SHORT TASK: Copy the following lines word for word, leaving out the picture.

TASK DATA:
+ + +
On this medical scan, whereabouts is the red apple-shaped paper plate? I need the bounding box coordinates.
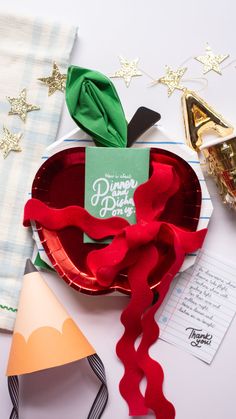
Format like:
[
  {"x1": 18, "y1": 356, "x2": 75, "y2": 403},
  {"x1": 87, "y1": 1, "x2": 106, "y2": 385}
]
[{"x1": 32, "y1": 147, "x2": 201, "y2": 294}]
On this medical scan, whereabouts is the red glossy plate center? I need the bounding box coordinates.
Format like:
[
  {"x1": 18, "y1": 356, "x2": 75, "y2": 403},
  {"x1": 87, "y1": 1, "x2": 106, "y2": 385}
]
[{"x1": 32, "y1": 147, "x2": 201, "y2": 294}]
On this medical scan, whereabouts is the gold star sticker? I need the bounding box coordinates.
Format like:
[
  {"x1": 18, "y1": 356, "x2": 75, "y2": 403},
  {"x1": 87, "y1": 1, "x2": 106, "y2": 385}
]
[
  {"x1": 0, "y1": 126, "x2": 22, "y2": 159},
  {"x1": 111, "y1": 57, "x2": 142, "y2": 87},
  {"x1": 7, "y1": 89, "x2": 40, "y2": 122},
  {"x1": 154, "y1": 65, "x2": 187, "y2": 97},
  {"x1": 194, "y1": 44, "x2": 229, "y2": 74},
  {"x1": 38, "y1": 62, "x2": 67, "y2": 96}
]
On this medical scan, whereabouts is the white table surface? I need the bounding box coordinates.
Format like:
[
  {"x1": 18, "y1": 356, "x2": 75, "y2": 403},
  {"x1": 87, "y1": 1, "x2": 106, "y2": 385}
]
[{"x1": 0, "y1": 0, "x2": 236, "y2": 419}]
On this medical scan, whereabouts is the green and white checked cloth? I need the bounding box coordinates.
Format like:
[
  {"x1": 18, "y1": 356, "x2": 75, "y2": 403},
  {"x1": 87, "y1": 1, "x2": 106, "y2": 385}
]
[{"x1": 0, "y1": 14, "x2": 76, "y2": 330}]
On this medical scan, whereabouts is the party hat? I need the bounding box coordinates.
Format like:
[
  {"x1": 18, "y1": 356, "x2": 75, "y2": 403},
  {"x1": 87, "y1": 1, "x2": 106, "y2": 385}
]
[{"x1": 7, "y1": 259, "x2": 108, "y2": 418}]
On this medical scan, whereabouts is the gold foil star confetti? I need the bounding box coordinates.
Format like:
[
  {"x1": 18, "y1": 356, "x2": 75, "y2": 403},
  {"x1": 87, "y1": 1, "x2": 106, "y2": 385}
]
[
  {"x1": 110, "y1": 57, "x2": 143, "y2": 87},
  {"x1": 7, "y1": 89, "x2": 40, "y2": 122},
  {"x1": 194, "y1": 44, "x2": 229, "y2": 74},
  {"x1": 38, "y1": 62, "x2": 67, "y2": 96},
  {"x1": 0, "y1": 126, "x2": 22, "y2": 159},
  {"x1": 153, "y1": 65, "x2": 187, "y2": 97}
]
+ + +
EXERCISE SOLUTION:
On this medical scan, whereabouts is the red apple-shaped paper plate? I need the bounding box coordinates.
Format like:
[
  {"x1": 18, "y1": 356, "x2": 75, "y2": 403},
  {"x1": 87, "y1": 1, "x2": 106, "y2": 385}
]
[{"x1": 32, "y1": 147, "x2": 201, "y2": 294}]
On this medical scan, whereabouts is the red glossy plate center? I need the bounding box coordinates.
Format like:
[
  {"x1": 18, "y1": 356, "x2": 75, "y2": 403},
  {"x1": 87, "y1": 1, "x2": 106, "y2": 385}
]
[{"x1": 32, "y1": 147, "x2": 201, "y2": 294}]
On this medical scan, whereabouts is the gold star sticker? I need the bounding box coordinates.
Format like:
[
  {"x1": 18, "y1": 356, "x2": 75, "y2": 403},
  {"x1": 87, "y1": 1, "x2": 106, "y2": 385}
]
[
  {"x1": 0, "y1": 126, "x2": 22, "y2": 159},
  {"x1": 111, "y1": 57, "x2": 142, "y2": 87},
  {"x1": 7, "y1": 89, "x2": 40, "y2": 122},
  {"x1": 154, "y1": 65, "x2": 187, "y2": 97},
  {"x1": 194, "y1": 44, "x2": 229, "y2": 74},
  {"x1": 38, "y1": 62, "x2": 67, "y2": 96}
]
On this medical scan, whereabouts is the white table surface? I need the bounding box coordinates.
Format like:
[
  {"x1": 18, "y1": 356, "x2": 75, "y2": 403},
  {"x1": 87, "y1": 1, "x2": 106, "y2": 385}
]
[{"x1": 0, "y1": 0, "x2": 236, "y2": 419}]
On this medical scan, whereabouts is the green and white checked cloth? I need the bounding box coordinates.
Format like:
[
  {"x1": 18, "y1": 356, "x2": 75, "y2": 403},
  {"x1": 87, "y1": 1, "x2": 106, "y2": 385}
]
[{"x1": 0, "y1": 14, "x2": 76, "y2": 330}]
On this medical scan, whereabouts is the party hat? I need the bounding box coordinates.
Format like:
[
  {"x1": 18, "y1": 356, "x2": 75, "y2": 403},
  {"x1": 87, "y1": 1, "x2": 106, "y2": 385}
]
[{"x1": 7, "y1": 259, "x2": 108, "y2": 418}]
On this medical scan, whereabouts is the gold foil star confetti? I need the bounding box coordinates.
Format like:
[
  {"x1": 18, "y1": 356, "x2": 75, "y2": 403},
  {"x1": 87, "y1": 1, "x2": 106, "y2": 385}
]
[
  {"x1": 110, "y1": 57, "x2": 143, "y2": 87},
  {"x1": 7, "y1": 89, "x2": 40, "y2": 122},
  {"x1": 194, "y1": 44, "x2": 229, "y2": 74},
  {"x1": 38, "y1": 62, "x2": 67, "y2": 96},
  {"x1": 0, "y1": 126, "x2": 22, "y2": 159},
  {"x1": 153, "y1": 65, "x2": 187, "y2": 97}
]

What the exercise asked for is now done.